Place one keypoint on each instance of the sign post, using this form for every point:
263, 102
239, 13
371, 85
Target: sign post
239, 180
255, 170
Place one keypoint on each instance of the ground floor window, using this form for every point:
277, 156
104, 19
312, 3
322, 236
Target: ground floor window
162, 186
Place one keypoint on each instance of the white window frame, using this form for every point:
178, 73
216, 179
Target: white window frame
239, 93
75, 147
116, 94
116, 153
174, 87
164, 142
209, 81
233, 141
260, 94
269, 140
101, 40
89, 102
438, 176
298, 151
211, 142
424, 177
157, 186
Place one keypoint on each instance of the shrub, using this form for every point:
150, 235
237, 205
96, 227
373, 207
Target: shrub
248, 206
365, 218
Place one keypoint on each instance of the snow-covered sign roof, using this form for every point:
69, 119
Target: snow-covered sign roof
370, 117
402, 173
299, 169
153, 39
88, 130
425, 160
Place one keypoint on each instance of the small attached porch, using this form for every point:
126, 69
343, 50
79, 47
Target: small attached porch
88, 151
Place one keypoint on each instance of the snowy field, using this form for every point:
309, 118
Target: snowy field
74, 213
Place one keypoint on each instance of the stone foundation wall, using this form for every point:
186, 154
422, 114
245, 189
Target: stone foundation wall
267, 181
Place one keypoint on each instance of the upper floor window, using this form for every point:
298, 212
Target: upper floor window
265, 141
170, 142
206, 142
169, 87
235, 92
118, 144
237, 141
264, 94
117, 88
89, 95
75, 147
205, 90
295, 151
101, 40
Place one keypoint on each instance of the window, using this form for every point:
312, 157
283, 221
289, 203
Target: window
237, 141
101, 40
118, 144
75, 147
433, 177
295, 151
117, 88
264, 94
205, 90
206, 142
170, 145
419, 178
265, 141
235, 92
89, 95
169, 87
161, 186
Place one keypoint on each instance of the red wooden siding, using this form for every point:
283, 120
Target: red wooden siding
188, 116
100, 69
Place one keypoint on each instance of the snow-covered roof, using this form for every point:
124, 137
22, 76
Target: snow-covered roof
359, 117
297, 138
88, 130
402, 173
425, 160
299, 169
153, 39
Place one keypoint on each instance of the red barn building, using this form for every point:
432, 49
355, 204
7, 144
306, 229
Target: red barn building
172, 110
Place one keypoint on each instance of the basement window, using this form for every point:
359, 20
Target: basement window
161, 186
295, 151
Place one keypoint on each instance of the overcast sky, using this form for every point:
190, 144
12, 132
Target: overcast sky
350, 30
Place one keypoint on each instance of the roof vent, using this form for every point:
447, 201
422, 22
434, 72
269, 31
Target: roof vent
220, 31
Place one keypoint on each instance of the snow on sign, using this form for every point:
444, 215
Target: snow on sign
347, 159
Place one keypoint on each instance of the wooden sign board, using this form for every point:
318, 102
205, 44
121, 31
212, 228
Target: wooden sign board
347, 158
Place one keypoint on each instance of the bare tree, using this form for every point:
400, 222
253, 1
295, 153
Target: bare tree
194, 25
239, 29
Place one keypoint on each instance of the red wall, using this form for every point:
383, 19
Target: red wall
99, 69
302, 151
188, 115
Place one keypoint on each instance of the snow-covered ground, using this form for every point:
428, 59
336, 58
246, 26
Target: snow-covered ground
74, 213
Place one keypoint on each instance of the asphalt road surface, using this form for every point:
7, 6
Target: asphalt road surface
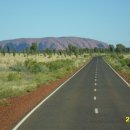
94, 99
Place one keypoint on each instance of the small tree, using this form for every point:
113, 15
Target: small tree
120, 48
34, 48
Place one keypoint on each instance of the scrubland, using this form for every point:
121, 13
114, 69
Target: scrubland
22, 73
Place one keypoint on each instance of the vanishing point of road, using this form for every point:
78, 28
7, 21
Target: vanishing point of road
94, 99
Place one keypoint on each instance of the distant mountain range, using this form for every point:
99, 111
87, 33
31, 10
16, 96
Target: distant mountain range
52, 43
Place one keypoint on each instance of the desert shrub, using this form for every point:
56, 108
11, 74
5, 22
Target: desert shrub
34, 66
58, 64
18, 67
123, 63
127, 62
121, 56
13, 76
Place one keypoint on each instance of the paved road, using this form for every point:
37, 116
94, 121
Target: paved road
94, 99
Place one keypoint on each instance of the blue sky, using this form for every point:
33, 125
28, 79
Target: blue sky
105, 20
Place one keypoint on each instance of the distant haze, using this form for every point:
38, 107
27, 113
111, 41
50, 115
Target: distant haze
52, 43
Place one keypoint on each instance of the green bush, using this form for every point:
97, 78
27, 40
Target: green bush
18, 67
13, 76
35, 67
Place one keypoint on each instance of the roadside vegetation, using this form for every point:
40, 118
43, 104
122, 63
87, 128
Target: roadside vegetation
23, 72
119, 59
119, 62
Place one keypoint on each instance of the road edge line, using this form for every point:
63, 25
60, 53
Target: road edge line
117, 74
44, 100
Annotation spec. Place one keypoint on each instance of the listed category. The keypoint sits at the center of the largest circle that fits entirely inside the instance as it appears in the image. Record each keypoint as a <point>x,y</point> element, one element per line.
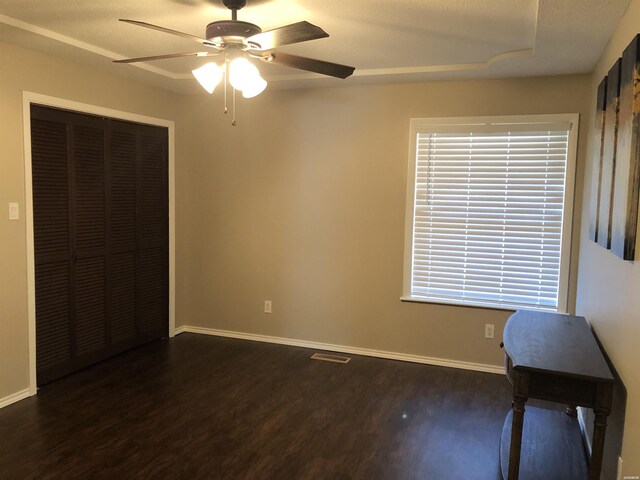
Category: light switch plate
<point>14,211</point>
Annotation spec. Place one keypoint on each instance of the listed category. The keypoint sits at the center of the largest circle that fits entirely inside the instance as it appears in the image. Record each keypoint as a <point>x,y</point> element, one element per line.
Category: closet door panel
<point>91,321</point>
<point>123,191</point>
<point>89,189</point>
<point>153,232</point>
<point>50,189</point>
<point>100,196</point>
<point>52,245</point>
<point>122,306</point>
<point>123,234</point>
<point>53,330</point>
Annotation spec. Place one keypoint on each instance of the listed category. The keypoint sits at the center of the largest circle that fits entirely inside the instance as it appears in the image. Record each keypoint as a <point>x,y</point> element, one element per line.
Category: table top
<point>555,344</point>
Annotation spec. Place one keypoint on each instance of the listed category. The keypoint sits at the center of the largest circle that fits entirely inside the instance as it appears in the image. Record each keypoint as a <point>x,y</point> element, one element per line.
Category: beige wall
<point>20,70</point>
<point>608,287</point>
<point>304,204</point>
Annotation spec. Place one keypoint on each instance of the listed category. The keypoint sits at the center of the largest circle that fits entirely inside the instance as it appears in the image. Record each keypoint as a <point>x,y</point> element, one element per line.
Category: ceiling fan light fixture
<point>255,87</point>
<point>209,76</point>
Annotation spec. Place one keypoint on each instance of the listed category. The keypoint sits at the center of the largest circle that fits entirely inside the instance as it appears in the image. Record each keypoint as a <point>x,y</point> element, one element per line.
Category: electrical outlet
<point>489,330</point>
<point>14,212</point>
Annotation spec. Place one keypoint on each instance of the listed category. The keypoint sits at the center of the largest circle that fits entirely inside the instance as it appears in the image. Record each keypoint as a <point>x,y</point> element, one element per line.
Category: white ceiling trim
<point>28,27</point>
<point>373,72</point>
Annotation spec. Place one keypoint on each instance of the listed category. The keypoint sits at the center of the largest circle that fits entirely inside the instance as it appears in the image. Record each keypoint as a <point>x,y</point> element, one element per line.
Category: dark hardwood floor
<point>205,407</point>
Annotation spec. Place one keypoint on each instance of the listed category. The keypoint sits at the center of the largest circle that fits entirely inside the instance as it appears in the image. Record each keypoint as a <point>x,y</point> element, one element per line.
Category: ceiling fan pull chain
<point>225,83</point>
<point>234,108</point>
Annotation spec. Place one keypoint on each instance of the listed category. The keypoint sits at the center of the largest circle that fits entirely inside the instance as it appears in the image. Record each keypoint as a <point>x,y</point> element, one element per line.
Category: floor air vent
<point>330,358</point>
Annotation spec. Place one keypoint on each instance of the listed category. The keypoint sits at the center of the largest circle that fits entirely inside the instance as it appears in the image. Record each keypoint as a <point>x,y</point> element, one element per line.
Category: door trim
<point>27,99</point>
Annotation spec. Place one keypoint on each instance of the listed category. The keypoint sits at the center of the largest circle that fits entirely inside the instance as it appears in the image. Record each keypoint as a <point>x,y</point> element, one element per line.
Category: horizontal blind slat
<point>488,213</point>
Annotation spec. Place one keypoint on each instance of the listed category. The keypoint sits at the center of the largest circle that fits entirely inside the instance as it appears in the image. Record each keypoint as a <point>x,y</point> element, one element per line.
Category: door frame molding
<point>29,98</point>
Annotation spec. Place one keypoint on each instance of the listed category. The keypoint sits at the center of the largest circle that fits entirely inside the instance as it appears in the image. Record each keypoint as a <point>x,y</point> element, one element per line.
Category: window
<point>489,211</point>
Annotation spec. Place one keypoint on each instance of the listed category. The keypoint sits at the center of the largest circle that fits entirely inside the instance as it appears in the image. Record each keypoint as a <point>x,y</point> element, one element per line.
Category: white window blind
<point>488,214</point>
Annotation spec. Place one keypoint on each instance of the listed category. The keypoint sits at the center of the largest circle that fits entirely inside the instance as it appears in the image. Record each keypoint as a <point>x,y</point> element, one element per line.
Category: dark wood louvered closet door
<point>100,201</point>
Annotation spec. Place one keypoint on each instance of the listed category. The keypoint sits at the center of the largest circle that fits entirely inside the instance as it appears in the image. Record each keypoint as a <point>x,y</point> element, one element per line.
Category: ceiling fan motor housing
<point>234,4</point>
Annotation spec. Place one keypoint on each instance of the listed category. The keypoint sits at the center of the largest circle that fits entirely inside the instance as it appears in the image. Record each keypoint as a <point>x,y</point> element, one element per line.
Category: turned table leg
<point>604,397</point>
<point>599,430</point>
<point>516,436</point>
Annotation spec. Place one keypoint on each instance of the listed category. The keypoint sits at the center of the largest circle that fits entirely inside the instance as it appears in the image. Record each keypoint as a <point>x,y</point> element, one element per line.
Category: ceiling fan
<point>239,41</point>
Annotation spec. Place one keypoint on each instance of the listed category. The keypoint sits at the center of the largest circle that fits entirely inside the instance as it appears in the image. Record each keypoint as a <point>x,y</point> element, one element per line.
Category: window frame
<point>428,125</point>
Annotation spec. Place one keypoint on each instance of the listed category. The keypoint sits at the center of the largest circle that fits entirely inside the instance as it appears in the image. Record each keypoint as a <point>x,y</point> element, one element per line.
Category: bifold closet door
<point>100,237</point>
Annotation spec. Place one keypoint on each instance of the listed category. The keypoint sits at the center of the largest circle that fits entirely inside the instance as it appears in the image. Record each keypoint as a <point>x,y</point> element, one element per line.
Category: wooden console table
<point>554,357</point>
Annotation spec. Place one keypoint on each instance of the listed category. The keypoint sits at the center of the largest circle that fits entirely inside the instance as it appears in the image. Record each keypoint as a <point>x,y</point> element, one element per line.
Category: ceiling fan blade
<point>310,64</point>
<point>199,40</point>
<point>294,33</point>
<point>170,55</point>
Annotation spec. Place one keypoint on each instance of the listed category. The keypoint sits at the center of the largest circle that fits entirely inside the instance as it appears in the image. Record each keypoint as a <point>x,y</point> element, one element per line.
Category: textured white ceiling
<point>386,40</point>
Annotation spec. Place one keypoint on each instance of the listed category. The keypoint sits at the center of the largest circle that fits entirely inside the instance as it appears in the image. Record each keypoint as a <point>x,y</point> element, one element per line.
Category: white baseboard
<point>582,421</point>
<point>441,362</point>
<point>16,397</point>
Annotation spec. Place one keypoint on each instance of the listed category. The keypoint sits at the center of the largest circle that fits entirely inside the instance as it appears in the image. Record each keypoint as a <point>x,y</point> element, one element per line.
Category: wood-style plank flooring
<point>204,407</point>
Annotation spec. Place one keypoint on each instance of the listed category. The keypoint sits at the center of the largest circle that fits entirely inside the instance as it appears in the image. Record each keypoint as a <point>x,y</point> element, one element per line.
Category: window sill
<point>462,303</point>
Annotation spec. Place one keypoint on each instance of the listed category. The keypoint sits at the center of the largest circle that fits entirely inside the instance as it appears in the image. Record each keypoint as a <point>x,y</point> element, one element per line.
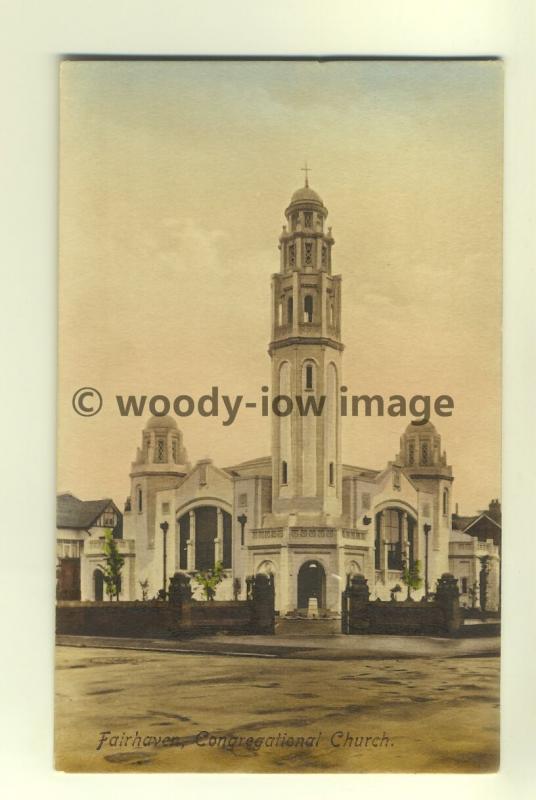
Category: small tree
<point>411,576</point>
<point>113,564</point>
<point>209,579</point>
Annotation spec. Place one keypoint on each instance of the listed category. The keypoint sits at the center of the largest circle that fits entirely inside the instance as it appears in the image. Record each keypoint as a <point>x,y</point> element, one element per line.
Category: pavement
<point>334,647</point>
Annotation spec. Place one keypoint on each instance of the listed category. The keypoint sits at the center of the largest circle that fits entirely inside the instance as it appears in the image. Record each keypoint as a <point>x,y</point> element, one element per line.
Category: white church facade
<point>300,513</point>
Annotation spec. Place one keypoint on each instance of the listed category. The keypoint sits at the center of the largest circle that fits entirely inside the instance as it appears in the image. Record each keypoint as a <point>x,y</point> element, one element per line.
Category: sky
<point>174,178</point>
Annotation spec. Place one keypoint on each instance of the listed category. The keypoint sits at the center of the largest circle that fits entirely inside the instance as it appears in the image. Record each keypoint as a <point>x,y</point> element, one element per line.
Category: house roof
<point>74,513</point>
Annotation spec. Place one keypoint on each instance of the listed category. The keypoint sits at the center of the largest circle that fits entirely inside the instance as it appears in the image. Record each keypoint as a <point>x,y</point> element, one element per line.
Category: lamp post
<point>427,529</point>
<point>242,519</point>
<point>164,526</point>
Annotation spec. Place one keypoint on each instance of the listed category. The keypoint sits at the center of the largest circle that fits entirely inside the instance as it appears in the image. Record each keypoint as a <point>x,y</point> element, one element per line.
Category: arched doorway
<point>98,582</point>
<point>311,583</point>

* * * * * * * * *

Stated problem: Format the lines above, from the one containing "Place one keypoint on each instance of the distant haze, using" through the one containing "<point>555,344</point>", as a Markdown table with the columns No and Line. Skip blank lines and leave the pictures out.

Solution to the problem:
| No | Line |
|---|---|
| 1 | Place one keypoint on each instance of the distant haze, using this form for every point: |
| 2 | 38, 107 |
| 3 | 27, 113 |
| 4 | 111, 41 |
| 5 | 50, 115 |
| 6 | Target: distant haze |
| 7 | 52, 43 |
| 8 | Place one keypoint on each instance of the green bush, using this form for every point: |
| 9 | 97, 78 |
| 10 | 27, 40 |
| 11 | Target: green bush |
| 12 | 18, 67 |
| 13 | 13, 76 |
| 14 | 35, 67 |
| 15 | Place one keypoint on each instance of the roadside vegetation, using this form for every point: |
| 16 | 40, 118 |
| 17 | 43, 104 |
| 18 | 122, 63 |
| 19 | 87, 128 |
| 20 | Target: roadside vegetation |
| 21 | 23, 72 |
| 22 | 119, 59 |
| 23 | 119, 62 |
| 24 | Place one keypoint on each instance of the road edge line, using this form for every point: |
| 25 | 63, 25 |
| 26 | 60, 53 |
| 27 | Target: road edge line |
| 28 | 117, 74 |
| 29 | 44, 100 |
| 30 | Annotation spec. Place one keypoint on each instance of the listed category. The keypoint sits at the center of the largest circle that fits entirely inside the instance as it appears in the image. Record each keypoint as a <point>x,y</point> element, one element per line. |
| 31 | Category: light switch plate |
| 32 | <point>14,211</point> |
| 33 | Annotation spec. Place one keypoint on each instance of the listed category. The keypoint sits at the center of the largest circle that fits entirely inside the instance as it appears in the image. Record each keypoint as a <point>x,y</point> element, one element per line. |
| 34 | Category: closet door panel |
| 35 | <point>91,321</point> |
| 36 | <point>123,191</point> |
| 37 | <point>89,189</point> |
| 38 | <point>153,232</point> |
| 39 | <point>50,189</point> |
| 40 | <point>100,196</point> |
| 41 | <point>52,245</point> |
| 42 | <point>122,306</point> |
| 43 | <point>123,234</point> |
| 44 | <point>53,330</point> |
| 45 | Annotation spec. Place one keypoint on each instance of the listed category. The keypoint sits at the center of the largest circle that fits entirely inside the instance as it appears in the image. Record each keypoint as a <point>x,y</point> element, one element per line. |
| 46 | Category: table top |
| 47 | <point>555,344</point> |